Cette loi, qui ne s’applique pas en cas de légitime défense ou d’état de nécessité, énumère les moyens interdits et ceux auxquels il est permis d’avoir recours en cas de besoin.

Pas de bâillons, mais des électrochocs

Ainsi, les casques intégraux, les bâillons et tout autre procédé pouvant entraver les voies respiratoires seraient prohibés. Il en va de même pour les techniques d’immobilisation entravant la respiration, susceptibles de mettre en péril la santé des personnes concernées.

En dernier recours, les responsables de l’expulsion pourraient faire usage d’armes. Le projet prévoit les matraques et bâtons de défense, ainsi que les appareils à électrochoc.

Appelés aussi «tasers», ces appareils sont déjà utilisés par divers corps de police. Ils sont équipés de deux électrodes qui provoquent sur une courte distance un choc électrique, lequel immobilise la personne touchée.

Les menottes, les entraves et les liens seraient feraient également partie des moyens admis.

Pas de traitements humiliants

Le projet de loi interdit les traitements cruels, dégradants ou humiliants. Ainsi, le fait d’imposer de manière générale le port de langes aux personnes à rapatrier serait considéré comme humiliant.

Mais des langes pourraient être imposées «lorsque le vol dure longtemps et que, du fait de son comportement agressif, la personne ne pourrait être accompagnée aux toilettes sans occasionner de grandes complications à l’escorte».

L’assistance médicale et le recours aux médicaments sont également réglés dans le texte. Les médicaments ne pourraient pas être utilisés en lieu et place des moyens auxiliaires. Pas question donc de faire ingérer un somnifère de force.

Formation ad hoc



Toute personne soupçonnée d’être dangereuse pour les autres ou pour elle-même, ou de transporter des objets dangereux, devrait pouvoir faire l’objet d’une fouille ou d’un examen corporel. Ce dernier devra être pratiqué par un membre du corps médical.

Enfin, seules des personnes spécifiquement formées à cet effet devraient être chargées de tâches impliquant l’usage de la contrainte policière. La Confédération entend soutenir des programmes de formation ad hoc.

Et les droits de l’homme?

«Nous regrettons que les experts du ministère qui ont rédigé ce projet de loi n’aient pas pris l’avis des défenseurs des droits de l’homme», fait remarquer Jürg Schertenleib, porte-parole de l’OSAR, Organisation suisse d’aide aux réfugiés.

L’OSAR qui ne manquera pas d’attirer l’attention sur ce manque au moment de la procédure de consultation. Car pour son porte-parole, la question du respect des droits de l’homme est «centrale, autant pour la Suisse que pour les pays où ces gens sont renvoyés».

«Procédés inhumains»

Plus virulente, Amnesty International se dit choquée que les policiers puissent continuer à utiliser les appareils à électrochocs. Plusieurs questions demeurent sans réponse quant à leurs conséquences sur la santé, déclare Denise Graf d’Amnesty. Ces appareils ont déjà provoqué la mort de onze personnes aux Etats- Unis, selon elle.

**Travail demandé:** Recopiez à l'identique le passage du texte ci-dessus sur le projet de loi relatif aux renvois, depuis « Cette loi, qui » jusqu'à « appareils à électrochoc. » inclus.

[Données de masques de segmentation]
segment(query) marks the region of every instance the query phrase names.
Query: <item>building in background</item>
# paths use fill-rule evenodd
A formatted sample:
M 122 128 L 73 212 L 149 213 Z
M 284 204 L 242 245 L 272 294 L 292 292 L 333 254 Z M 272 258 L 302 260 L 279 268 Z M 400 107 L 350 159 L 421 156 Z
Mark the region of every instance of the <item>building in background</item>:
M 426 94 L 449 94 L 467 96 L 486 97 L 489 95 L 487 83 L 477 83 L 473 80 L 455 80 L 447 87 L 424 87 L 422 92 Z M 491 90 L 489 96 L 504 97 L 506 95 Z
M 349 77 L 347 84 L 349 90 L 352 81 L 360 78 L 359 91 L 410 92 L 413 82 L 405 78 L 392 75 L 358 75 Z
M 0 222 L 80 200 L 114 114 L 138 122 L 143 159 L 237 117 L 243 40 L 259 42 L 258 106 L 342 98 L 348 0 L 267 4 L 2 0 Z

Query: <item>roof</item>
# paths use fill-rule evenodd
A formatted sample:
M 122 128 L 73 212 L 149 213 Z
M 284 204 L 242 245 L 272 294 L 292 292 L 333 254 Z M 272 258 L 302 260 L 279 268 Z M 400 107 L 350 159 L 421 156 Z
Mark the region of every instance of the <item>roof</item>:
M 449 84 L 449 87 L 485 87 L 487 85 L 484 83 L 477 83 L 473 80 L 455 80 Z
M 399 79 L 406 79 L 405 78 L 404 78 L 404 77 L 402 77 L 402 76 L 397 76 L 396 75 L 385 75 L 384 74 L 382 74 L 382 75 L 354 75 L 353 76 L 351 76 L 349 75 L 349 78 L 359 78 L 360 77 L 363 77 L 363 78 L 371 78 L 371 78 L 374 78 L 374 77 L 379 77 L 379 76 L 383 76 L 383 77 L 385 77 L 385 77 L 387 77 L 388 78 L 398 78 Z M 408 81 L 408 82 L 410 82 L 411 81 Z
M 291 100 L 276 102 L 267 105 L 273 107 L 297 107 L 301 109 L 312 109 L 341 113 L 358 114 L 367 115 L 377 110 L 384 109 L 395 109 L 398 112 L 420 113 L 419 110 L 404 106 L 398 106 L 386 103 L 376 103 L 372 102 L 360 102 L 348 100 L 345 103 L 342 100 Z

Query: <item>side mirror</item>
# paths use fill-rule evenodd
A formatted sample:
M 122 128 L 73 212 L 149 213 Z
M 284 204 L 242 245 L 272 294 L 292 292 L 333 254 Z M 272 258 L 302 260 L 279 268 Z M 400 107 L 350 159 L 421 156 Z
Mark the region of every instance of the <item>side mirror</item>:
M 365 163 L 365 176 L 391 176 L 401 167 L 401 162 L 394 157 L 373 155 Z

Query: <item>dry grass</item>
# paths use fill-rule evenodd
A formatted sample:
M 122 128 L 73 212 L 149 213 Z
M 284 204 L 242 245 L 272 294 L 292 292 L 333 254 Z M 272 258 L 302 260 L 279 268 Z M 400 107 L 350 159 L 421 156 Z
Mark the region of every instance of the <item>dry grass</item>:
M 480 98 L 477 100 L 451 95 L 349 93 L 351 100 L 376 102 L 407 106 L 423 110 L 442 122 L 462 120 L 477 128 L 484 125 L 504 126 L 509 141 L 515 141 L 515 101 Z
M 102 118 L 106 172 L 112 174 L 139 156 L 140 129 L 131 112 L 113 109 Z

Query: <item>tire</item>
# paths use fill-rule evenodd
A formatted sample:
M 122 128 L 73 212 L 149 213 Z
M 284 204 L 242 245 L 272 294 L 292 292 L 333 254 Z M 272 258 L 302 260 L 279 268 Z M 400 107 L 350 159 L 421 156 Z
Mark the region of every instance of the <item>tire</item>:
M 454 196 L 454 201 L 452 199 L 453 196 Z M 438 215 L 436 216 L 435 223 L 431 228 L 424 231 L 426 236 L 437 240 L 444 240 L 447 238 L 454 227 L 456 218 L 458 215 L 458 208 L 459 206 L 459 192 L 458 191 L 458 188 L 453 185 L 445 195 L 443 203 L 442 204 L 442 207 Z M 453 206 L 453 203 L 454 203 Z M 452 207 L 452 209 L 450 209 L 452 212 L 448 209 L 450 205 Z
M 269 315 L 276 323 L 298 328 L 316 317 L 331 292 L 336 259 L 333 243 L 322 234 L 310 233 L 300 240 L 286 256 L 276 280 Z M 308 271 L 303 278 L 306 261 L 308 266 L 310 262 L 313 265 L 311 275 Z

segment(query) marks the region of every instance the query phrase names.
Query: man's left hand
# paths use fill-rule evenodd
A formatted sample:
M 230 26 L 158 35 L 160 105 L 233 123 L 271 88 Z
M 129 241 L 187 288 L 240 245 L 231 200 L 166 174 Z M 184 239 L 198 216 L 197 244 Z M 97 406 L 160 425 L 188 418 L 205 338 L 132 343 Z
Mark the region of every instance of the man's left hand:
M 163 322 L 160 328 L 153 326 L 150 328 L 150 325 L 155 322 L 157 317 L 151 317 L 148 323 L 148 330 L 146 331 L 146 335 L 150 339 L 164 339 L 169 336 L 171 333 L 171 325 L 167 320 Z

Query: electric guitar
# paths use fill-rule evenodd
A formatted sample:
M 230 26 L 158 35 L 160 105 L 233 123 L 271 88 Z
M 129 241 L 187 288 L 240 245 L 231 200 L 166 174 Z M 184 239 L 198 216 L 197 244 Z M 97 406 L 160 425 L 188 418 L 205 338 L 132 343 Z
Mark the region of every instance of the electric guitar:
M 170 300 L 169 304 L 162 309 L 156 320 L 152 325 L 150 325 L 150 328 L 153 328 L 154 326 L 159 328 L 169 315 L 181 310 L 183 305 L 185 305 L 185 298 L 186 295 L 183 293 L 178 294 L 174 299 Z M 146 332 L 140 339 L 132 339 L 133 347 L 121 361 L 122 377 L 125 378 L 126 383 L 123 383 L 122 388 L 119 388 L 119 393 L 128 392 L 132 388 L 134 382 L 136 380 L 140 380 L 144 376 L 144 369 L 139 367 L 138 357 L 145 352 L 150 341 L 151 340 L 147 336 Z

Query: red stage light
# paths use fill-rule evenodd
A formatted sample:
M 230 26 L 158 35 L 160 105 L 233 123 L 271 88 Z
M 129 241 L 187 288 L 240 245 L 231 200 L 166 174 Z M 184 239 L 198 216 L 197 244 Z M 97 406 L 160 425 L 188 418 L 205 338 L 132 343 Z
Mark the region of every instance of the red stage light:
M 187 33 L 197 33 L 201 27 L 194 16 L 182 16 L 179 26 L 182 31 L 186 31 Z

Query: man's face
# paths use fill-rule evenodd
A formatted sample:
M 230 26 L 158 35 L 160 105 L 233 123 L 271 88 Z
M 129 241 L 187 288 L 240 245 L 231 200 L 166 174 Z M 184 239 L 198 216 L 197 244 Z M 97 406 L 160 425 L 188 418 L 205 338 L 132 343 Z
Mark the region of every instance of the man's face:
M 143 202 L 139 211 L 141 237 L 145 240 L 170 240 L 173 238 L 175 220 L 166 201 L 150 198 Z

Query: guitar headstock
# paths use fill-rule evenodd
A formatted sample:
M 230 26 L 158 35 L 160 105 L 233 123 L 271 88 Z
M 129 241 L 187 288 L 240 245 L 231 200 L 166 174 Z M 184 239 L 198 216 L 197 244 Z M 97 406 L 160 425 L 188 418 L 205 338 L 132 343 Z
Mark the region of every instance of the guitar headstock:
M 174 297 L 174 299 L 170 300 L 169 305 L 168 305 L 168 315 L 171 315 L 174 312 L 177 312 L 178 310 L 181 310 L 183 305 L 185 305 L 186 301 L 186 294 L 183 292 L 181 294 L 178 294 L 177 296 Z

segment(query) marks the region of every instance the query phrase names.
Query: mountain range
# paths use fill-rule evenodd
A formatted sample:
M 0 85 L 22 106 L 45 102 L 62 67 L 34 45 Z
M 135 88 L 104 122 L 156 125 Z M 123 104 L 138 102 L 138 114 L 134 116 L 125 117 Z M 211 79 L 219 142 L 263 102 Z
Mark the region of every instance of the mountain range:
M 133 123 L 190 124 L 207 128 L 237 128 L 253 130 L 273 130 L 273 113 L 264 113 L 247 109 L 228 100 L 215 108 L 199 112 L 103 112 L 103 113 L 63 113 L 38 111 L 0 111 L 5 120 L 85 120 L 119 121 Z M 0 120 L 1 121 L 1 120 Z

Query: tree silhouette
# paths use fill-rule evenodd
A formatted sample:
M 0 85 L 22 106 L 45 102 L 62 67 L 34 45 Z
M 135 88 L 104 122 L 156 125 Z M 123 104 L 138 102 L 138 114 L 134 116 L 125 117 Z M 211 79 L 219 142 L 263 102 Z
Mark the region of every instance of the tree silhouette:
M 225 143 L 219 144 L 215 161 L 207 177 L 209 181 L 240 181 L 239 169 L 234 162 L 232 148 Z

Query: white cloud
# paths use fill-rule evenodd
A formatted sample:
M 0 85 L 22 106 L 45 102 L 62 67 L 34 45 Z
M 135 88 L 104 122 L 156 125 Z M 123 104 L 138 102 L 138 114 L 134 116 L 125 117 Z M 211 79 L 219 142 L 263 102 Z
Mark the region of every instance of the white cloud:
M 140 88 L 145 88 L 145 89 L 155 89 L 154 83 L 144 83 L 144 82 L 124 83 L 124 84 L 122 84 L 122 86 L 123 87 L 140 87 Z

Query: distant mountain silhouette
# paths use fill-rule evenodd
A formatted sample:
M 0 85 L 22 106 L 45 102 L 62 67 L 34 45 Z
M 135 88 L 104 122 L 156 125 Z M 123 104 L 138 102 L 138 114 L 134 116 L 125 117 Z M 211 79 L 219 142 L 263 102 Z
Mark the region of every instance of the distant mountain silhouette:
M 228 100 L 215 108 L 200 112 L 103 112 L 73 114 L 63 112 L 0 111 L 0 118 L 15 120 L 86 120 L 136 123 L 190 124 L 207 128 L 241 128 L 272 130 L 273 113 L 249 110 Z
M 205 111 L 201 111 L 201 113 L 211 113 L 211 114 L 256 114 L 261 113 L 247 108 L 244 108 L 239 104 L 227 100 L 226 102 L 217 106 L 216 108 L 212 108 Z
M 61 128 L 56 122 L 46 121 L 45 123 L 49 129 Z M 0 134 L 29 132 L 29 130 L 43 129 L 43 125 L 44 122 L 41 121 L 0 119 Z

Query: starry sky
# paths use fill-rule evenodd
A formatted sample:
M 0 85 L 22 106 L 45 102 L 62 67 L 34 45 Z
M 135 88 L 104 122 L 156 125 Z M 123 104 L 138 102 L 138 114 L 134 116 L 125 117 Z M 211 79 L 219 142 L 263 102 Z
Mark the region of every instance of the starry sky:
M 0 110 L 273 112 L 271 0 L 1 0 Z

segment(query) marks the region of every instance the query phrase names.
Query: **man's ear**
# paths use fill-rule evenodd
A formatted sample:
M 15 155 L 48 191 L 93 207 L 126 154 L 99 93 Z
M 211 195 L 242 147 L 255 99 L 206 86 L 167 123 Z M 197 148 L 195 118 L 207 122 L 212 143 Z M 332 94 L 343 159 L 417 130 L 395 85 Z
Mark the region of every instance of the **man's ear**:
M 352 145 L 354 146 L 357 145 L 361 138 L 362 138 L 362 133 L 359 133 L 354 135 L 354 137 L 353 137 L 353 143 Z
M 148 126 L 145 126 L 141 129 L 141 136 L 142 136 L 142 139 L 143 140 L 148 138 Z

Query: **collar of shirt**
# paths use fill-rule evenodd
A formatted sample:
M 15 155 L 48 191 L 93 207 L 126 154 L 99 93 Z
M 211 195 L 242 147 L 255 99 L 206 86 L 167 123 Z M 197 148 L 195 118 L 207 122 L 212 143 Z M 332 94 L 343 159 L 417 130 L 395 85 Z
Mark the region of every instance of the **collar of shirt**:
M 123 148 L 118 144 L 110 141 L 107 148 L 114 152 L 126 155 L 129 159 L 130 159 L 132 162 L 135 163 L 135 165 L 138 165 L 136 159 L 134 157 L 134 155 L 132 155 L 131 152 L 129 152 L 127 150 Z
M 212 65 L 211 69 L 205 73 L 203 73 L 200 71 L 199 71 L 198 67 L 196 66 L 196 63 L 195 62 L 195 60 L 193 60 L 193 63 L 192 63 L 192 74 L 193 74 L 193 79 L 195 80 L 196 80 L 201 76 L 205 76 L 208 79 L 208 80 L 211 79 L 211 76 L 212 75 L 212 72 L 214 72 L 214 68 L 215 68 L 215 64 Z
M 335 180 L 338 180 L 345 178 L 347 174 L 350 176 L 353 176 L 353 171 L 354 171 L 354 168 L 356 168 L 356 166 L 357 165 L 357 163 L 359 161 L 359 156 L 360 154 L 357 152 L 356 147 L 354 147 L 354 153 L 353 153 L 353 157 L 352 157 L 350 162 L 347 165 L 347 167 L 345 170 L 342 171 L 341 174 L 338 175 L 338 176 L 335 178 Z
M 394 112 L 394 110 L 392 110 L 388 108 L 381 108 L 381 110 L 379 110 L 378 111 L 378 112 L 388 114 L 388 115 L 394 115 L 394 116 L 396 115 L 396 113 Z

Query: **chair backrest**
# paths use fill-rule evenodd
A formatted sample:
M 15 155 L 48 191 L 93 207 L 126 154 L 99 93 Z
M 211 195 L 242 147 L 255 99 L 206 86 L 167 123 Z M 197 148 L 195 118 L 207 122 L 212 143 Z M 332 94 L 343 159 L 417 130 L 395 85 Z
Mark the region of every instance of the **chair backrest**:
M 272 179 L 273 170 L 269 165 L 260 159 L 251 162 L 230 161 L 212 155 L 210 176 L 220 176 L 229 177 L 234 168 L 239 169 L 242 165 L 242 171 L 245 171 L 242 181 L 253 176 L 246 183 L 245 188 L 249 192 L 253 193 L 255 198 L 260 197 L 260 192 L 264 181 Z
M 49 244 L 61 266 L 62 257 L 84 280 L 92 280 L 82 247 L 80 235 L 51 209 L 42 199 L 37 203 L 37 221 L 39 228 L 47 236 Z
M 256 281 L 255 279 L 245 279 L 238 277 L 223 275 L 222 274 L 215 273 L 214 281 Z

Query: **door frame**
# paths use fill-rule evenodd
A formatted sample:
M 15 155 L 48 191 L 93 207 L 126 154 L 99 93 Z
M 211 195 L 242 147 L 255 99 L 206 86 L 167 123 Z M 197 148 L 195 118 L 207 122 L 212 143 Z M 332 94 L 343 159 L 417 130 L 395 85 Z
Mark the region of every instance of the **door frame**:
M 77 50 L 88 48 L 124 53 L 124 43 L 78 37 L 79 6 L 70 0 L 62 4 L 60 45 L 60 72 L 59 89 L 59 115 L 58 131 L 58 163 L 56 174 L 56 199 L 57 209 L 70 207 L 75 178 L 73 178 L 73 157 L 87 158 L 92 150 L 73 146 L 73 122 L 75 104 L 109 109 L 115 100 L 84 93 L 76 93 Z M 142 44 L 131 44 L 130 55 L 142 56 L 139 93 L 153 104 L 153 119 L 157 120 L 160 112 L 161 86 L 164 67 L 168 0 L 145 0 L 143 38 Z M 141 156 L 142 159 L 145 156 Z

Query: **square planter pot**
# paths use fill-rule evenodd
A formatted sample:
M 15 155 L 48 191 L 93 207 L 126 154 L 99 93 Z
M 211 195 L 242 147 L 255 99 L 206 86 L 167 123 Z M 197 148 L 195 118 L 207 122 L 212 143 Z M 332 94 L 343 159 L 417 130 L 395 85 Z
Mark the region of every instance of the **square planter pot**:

**Réponse rédigée:**
Cette loi, qui ne s’applique pas en cas de légitime défense ou d’état de nécessité, énumère les moyens interdits et ceux auxquels il est permis d’avoir recours en cas de besoin.

Pas de bâillons, mais des électrochocs

Ainsi, les casques intégraux, les bâillons et tout autre procédé pouvant entraver les voies respiratoires seraient prohibés. Il en va de même pour les techniques d’immobilisation entravant la respiration, susceptibles de mettre en péril la santé des personnes concernées.

En dernier recours, les responsables de l’expulsion pourraient faire usage d’armes. Le projet prévoit les matraques et bâtons de défense, ainsi que les appareils à électrochoc.